» What this task involves: Each entry needs to be retyped exactly.

» Source material:

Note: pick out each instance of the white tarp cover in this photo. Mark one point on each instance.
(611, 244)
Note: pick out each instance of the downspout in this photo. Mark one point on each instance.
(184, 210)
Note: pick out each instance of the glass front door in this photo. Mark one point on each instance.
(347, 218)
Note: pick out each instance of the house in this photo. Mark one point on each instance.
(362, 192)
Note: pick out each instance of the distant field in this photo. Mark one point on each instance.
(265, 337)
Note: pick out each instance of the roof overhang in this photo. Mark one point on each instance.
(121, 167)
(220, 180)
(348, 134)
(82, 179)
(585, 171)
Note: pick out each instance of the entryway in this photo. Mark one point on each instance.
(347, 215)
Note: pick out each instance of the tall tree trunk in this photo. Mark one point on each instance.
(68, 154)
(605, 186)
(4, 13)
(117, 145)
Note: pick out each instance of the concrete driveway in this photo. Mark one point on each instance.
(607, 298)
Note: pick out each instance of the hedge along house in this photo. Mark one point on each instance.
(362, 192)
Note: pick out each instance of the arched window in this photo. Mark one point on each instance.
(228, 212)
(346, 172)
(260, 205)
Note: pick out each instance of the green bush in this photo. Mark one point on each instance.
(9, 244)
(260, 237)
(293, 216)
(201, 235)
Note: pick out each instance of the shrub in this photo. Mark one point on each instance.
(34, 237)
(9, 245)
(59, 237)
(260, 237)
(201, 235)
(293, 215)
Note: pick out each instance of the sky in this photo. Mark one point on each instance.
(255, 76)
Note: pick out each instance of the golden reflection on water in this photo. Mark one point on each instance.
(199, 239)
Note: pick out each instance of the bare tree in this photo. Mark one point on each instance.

» Task answer:
Note: pick out each instance of the white tarp cover in this photo. Mark one point on each instance.
(611, 244)
Note: pick out each instance of the downspout in this photo. Mark one point on each instance.
(184, 210)
Note: pick out each instance of the glass front door in this photo. Mark one point on each instance.
(347, 218)
Note: pick out each instance of the house in this photo. Mark one point on each instance.
(362, 192)
Note: pick out each instance of the distant field in this photo. Mark one point on each instance.
(265, 337)
Note: pick out each instance of the roof overhang in this photo. Mark one point on each instance.
(121, 167)
(220, 180)
(348, 134)
(82, 179)
(585, 171)
Note: pick out each instance of the entryway in this photo. Mark one point on each instance.
(347, 215)
Note: pick out each instance of the tall tree trunk in this photo. Mark one point on each instance.
(68, 154)
(605, 186)
(4, 13)
(117, 145)
Note: pick out each instance of the concrete driveway in this photo. Mark one point on each instance.
(607, 298)
Note: pick out each instance of the hedge along house in this photo. Mark one point on each instance.
(362, 192)
Note: pick out each instance of the arched window in this photo. Mark one point on each instance.
(228, 212)
(346, 172)
(260, 205)
Note: pick out each instance of the green bush in this photo. Mark one point on each instance.
(9, 244)
(260, 237)
(293, 216)
(201, 235)
Note: pick out each instance of the shrub in this photo. Mark one point on each instance.
(34, 237)
(9, 245)
(59, 237)
(260, 237)
(201, 235)
(293, 215)
Note: pick out each instance of the sky in this photo. Mark one point on each instance.
(255, 76)
Note: pick out each instance of the golden reflection on water in this photo. Mark one point on each instance.
(199, 239)
Note: pick out each instance of the bare tree in this photo. Mark one point on each instance.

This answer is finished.